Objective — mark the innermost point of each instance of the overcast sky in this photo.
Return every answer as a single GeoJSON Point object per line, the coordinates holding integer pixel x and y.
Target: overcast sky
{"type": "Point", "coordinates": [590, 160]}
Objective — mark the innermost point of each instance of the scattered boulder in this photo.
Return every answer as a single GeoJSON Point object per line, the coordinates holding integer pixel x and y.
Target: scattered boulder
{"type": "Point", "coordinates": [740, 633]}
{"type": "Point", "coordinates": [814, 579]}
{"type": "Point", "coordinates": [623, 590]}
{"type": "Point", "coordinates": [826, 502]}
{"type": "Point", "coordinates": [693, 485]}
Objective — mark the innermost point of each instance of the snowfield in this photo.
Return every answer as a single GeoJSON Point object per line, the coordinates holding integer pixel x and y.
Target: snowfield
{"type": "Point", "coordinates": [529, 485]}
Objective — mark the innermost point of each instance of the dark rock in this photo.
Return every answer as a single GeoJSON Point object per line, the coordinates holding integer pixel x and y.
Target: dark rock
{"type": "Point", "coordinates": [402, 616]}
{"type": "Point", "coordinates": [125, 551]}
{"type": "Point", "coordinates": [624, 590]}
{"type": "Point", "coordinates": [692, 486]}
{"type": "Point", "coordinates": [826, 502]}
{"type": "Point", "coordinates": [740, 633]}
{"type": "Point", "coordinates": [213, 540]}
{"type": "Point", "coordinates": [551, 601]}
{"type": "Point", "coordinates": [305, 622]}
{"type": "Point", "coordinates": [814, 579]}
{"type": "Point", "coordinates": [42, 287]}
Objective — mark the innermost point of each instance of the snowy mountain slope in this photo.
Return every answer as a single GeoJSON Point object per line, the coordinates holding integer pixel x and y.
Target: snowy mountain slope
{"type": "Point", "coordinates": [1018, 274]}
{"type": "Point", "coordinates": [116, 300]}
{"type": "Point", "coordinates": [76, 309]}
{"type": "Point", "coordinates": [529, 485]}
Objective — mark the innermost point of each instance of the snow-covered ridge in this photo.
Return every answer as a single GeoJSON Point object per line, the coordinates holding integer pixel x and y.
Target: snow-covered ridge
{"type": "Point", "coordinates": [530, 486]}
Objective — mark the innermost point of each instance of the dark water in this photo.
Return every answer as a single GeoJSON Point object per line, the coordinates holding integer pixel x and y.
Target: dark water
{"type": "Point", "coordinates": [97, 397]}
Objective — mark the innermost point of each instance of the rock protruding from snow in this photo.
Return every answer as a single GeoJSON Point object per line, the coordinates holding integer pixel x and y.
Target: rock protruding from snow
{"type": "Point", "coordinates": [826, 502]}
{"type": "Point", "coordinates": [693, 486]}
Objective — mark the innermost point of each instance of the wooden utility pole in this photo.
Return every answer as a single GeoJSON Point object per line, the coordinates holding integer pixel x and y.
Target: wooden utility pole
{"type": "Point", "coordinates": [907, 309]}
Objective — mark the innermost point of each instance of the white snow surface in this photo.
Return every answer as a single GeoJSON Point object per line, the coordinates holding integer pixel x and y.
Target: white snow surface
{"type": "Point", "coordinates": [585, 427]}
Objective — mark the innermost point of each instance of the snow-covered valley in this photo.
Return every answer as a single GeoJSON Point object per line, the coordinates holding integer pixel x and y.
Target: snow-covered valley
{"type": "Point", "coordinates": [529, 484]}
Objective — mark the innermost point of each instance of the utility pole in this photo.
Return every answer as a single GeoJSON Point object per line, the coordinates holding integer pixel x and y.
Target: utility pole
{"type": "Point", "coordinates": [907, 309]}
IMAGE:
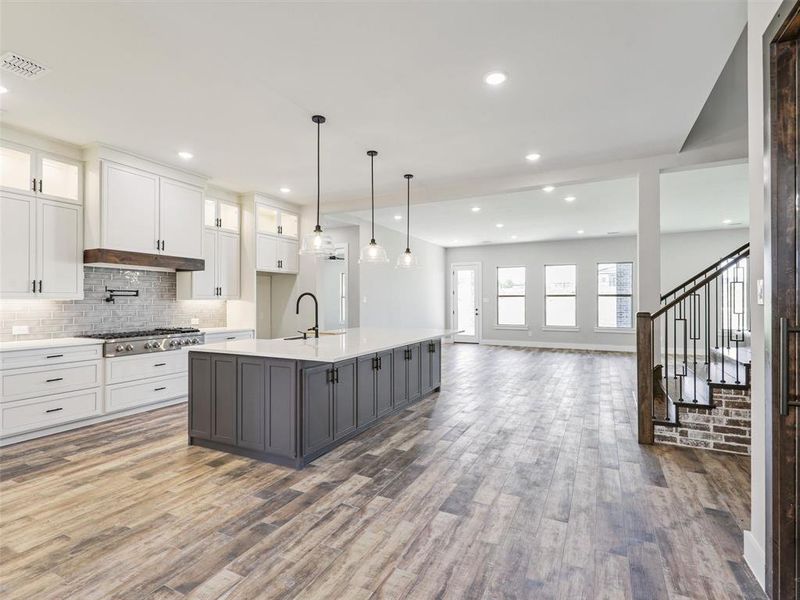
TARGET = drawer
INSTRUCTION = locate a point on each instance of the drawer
(41, 381)
(38, 413)
(215, 338)
(129, 395)
(136, 368)
(49, 356)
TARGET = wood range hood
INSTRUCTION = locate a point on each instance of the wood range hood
(124, 258)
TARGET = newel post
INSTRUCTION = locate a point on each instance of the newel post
(644, 376)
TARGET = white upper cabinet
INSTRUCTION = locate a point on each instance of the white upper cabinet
(41, 248)
(24, 169)
(180, 219)
(130, 206)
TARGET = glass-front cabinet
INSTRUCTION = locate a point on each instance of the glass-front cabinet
(40, 173)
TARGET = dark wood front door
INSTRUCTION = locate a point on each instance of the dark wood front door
(783, 314)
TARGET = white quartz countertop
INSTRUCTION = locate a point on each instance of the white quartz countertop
(48, 343)
(328, 348)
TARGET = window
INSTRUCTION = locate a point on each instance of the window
(511, 295)
(560, 304)
(614, 295)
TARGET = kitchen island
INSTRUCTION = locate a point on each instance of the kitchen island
(291, 401)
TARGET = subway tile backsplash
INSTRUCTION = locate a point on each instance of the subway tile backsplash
(155, 306)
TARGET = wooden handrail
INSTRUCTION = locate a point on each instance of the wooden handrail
(716, 265)
(695, 287)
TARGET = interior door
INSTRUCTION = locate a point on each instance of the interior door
(59, 250)
(181, 211)
(466, 295)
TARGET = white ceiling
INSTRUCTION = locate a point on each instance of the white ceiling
(237, 83)
(694, 200)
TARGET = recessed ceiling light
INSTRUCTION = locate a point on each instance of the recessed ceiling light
(495, 78)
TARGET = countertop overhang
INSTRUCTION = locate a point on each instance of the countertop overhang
(328, 348)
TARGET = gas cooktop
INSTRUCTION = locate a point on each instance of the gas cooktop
(161, 339)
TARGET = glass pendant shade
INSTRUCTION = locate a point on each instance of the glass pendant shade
(373, 253)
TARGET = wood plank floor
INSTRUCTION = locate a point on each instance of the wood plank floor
(521, 479)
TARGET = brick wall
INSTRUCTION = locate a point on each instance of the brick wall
(725, 428)
(156, 306)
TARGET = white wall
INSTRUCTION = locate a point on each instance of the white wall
(683, 255)
(393, 297)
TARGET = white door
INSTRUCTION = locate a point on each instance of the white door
(228, 264)
(130, 209)
(59, 250)
(466, 296)
(287, 255)
(204, 283)
(266, 253)
(17, 246)
(181, 219)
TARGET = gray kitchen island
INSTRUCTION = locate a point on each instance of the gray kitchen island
(291, 401)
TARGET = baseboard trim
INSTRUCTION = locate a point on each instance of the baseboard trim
(559, 345)
(755, 558)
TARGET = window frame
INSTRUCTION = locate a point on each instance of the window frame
(603, 329)
(545, 326)
(497, 296)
----
Scale the stretch from the line containing "TARGET = wood plank floor" through the end of the items: repeat every line, requests included, with each answer coordinate multiplied by 0.4 and rounded to a whole number, halves rounding up. Leave the request lines unchanged.

## Response to this exercise
TARGET = wood plank floor
INSTRUCTION = locate a point on each instance of the wood plank floor
(208, 192)
TARGET = brick wall
INSTRUCTION = locate a point on each instance of the brick wall
(290, 171)
(62, 122)
TARGET = white wall
INSTRUCTION = locate a point on each instance of the white wall
(273, 102)
(157, 119)
TARGET = white door
INSTRUCTION = locate a point on each instance of the white door
(91, 106)
(52, 84)
(24, 100)
(186, 118)
(115, 102)
(82, 113)
(106, 101)
(7, 98)
(72, 88)
TARGET = gray kitchen island
INSTRUCTION = locate a point on each instance of the gray kitchen island
(116, 160)
TARGET = baseboard trim
INSTRUCTION = locate a point on each instance of the baseboard trim
(224, 138)
(302, 223)
TARGET = window frame
INSTRUCTION = locate a point on each instance of the window frame
(241, 132)
(218, 130)
(199, 118)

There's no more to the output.